Exercise directions
In the records below, find the line holding "the green artificial" and the line holding "the 'e elizabeth". Set down both, with every line between them, exactly.

Source data
***

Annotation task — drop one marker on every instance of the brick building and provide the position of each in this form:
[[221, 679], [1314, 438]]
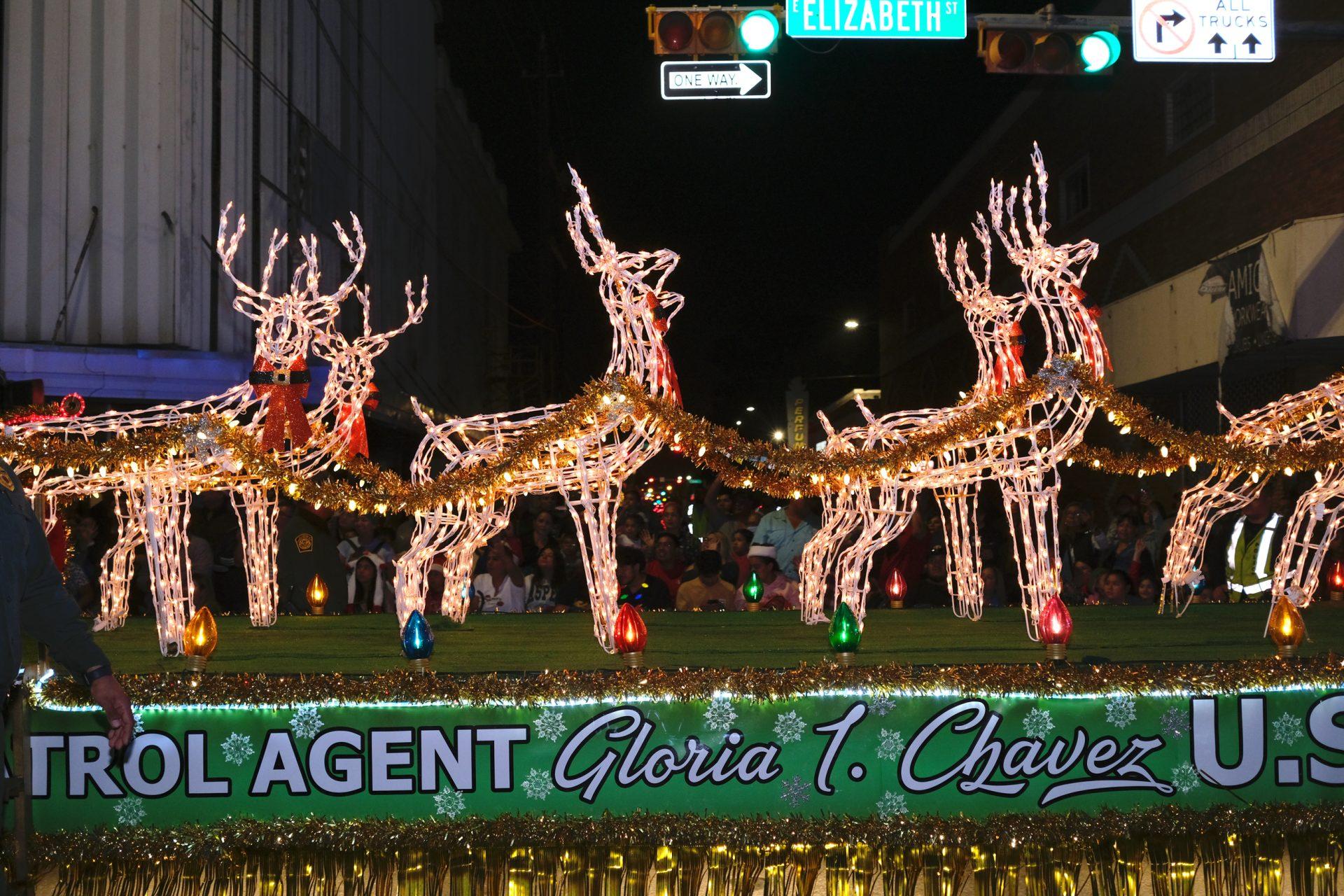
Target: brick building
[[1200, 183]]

***

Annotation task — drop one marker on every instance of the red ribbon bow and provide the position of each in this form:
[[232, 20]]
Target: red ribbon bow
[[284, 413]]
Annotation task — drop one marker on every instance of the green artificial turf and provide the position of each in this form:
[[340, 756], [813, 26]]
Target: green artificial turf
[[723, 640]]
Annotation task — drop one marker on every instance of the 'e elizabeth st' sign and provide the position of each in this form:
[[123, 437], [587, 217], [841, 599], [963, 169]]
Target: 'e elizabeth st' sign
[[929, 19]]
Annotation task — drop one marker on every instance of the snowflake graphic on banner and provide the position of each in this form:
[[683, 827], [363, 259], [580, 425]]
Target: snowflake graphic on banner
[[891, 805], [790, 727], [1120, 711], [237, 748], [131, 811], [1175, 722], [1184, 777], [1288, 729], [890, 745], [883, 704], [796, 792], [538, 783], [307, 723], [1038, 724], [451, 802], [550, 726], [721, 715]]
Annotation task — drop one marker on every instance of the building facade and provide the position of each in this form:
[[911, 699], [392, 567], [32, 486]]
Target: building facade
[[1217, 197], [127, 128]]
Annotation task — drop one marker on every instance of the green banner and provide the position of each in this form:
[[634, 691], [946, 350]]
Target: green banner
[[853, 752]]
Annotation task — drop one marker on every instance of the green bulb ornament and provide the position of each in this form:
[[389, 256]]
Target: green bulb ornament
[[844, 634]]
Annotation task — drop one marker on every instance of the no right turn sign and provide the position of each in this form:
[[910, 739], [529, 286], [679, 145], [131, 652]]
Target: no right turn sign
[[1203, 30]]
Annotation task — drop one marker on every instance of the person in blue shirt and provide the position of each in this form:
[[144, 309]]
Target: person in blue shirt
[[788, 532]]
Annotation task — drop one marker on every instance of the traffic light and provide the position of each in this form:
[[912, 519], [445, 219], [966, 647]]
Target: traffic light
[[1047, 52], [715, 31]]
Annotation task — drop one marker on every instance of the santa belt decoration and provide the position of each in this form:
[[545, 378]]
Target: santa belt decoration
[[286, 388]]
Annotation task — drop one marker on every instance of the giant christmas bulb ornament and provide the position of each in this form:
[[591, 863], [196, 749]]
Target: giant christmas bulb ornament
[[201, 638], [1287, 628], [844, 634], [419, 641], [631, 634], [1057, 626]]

***

Response area
Annotation task — drop one marker on every instance of the green artificial turf and provide the position of each in this form:
[[340, 756], [813, 26]]
Target: green artificial turf
[[723, 640]]
Annotation task — drop one marker on every instance of the 'e elizabeth st' sign and provide the position of each in this form:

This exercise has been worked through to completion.